(Supplied material begins)

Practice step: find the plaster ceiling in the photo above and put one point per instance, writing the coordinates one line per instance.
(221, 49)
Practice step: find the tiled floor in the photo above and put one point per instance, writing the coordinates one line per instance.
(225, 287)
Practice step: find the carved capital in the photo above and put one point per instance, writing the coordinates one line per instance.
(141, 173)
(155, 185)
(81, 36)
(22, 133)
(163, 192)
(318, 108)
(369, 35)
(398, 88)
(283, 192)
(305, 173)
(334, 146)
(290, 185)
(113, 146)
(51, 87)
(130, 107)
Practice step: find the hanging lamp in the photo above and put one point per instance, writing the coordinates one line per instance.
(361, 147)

(Supplied material ends)

_What is being asked_.
An exact copy of every entry is the expected result.

_Output below_.
Practice step: find the plaster ceiling in the photo above and put one point per instance, writing the coordinates one line per instance.
(221, 49)
Practice step: find the tiled floor in the photo above and put one point per instance, writing the coordinates one line per instance.
(225, 287)
Practice step: find the carved capital in the photo above and put one point per instance, writing the coordinates one line per instance.
(141, 173)
(155, 185)
(81, 36)
(22, 133)
(163, 192)
(318, 108)
(369, 35)
(398, 88)
(283, 192)
(305, 173)
(334, 146)
(290, 185)
(113, 146)
(51, 87)
(130, 107)
Practice step: find the hanging lamp in the photo above and put one point per instance, writing the coordinates one line per instance.
(361, 147)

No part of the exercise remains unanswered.